▸ **Extract**
◆ ◆ ◆

At the Law Office of JANE FRANKEL SIMS, we draft wills that are tailored to each client’s specific needs, such as estate tax minimization or appointment of guardians of minor children. In addition, we supervise the execution of wills to ensure that the proper formalities have been respected. We also offer our clients the option of storing their original wills in our fire-proof will vault for no additional cost.
What is a will?
A will is a written document that directs the disposition of a person’s property after death.
Does a will dispose of all assets?
A will is effective only with regard to certain types of assets, often called “probate” assets. Generally, these are assets that belong solely to you or are titled only in your name.
A will does not affect the disposition of property that is titled in the names of two or more persons as “joint owners with right of survivorship.” Property titled in this manner will automatically belong to the surviving joint owner(s) upon the death of the first joint owner, regardless of the provisions of the decedent’s will. Similarly, property owned by you and your spouse as “tenants by the entirety” will immediately become the sole property of the surviving spouse when the other spouse dies. However, your interest in property that you own with someone else as “tenants in common” is a probate asset, which will be disposed of by your will when you die.
As a general rule, a will does not dispose of insurance proceeds. These proceeds will be paid to the beneficiary designated with the insurance company. Retirement accounts and annuities are not affected by a will unless no beneficiary is designated, which can have adverse income tax consequences.
Who can make a will?
Anyone who is at least 18 years old and of sound mind can make a will.
Are there formal requirements for a valid will?
In Maryland, you must sign your will in the presence of at least two independent witnesses. Each witness must be at least 18 years old. A will need not be notarized.
Is a will that has been executed in another state valid in Maryland?
A will that is valid in the state where it was executed will be valid in Maryland. However, if your will was prepared in another state, it should be reviewed to ensure that the language used in the other state will be given the same interpretation under Maryland law. In addition, estate tax laws and probate rules vary from state to state; therefore, your will should reflect the laws that would apply to your estate when you die. If you move to another state, your Maryland will should be reviewed by a lawyer in the new state in order to determine if any changes are necessary or desirable under that state’s laws.

◆ ◆ ◆

▸ **Source excerpt**
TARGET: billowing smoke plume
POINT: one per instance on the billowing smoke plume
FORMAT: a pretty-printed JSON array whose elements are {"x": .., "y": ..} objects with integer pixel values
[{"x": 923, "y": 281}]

◆ ◆ ◆

▸ **Exercise objective**
Carry on with the text about wills from the point where it stops. The listing has no connection to the text on wills.

▸ **Written answer**
Are there any restrictions on how a will can dispose of property?
A surviving spouse has the right to “elect against the will.” This means that regardless of the provisions of the deceased spouse’s will, the surviving spouse may claim up to one-half of the probate assets if the deceased spouse had no descendants, or one-third of the probate assets if there are descendants. This prevents a spouse from being disinherited. Children have no similar rights in Maryland and may be disinherited.
Can a will be changed?
If you are of sound mind, you can change your will at any time by signing a document called a “codicil,” which is an amendment to your will, or by signing a new will. Both codicils and new wills must be executed with the same formal requirements as the original will. You should never attempt to change your will by writing on it.
When should a will be changed?
You should review your will every 3 to 5 years. A significant change in personal or financial circumstances may mean that your will should be revised or replaced. For example, births, deaths or a change in marital status warrants a review of your will. Changes in federal or state tax laws may necessitate revisions to your will as well.
How is a will affected by a subsequent marriage or divorce?
In Maryland, a will is not affected simply by a subsequent marriage. But if a child born following that marriage survives you, your pre-marriage will is revoked. A divorce automatically revokes the provisions of the will that pertain to your former spouse, but does not affect other provisions of the will. Thus, provisions benefiting family members of your former spouse will remain in force. A divorce does not automatically revoke beneficiary designations that name a former spouse as beneficiary. These should be updated after a divorce.
What if I die without a will?
If you die without a will, state law will determine how your probate assets will be distributed. In Maryland, if you are survived by a spouse and at least one minor child (under the age of 18), your spouse will receive only one-half of the probate assets, and your children will receive the other one-half (a deceased child’s share will pass on to his or her children).
If you are married and all of your surviving children are over the age of 18, or if you have no descendants and a parent survives you, your spouse will receive the first $15,000 of the probate assets, plus one-half of the balance of those assets. The remaining probate assets will pass to your surviving descendants or to your parents, if you have no descendants.
Your spouse will receive the entire probate estate only if you have no descendants or parents who survive you. If you are not survived by a spouse, your descendants will receive all probate assets. Your siblings or more remote relatives will each receive a portion of your probate estate if you are not survived by a spouse, descendants or parents.
Under Maryland law, probate assets will pass to the county board of education only if there are no surviving blood relatives.
Can a will provide for anatomical gifts?
A will may include specific directions for the disposition of your body and for your funeral. Because your will may not be reviewed immediately after death, such directions should be communicated to family members so they are aware of your wishes at the time of your death. If you wish to donate your body for research or transplantation, you should also notify family members and carry an organ donor card or note your wishes on your Maryland driver’s license. Maryland also provides a one-page anatomical gift form concerning organ donation.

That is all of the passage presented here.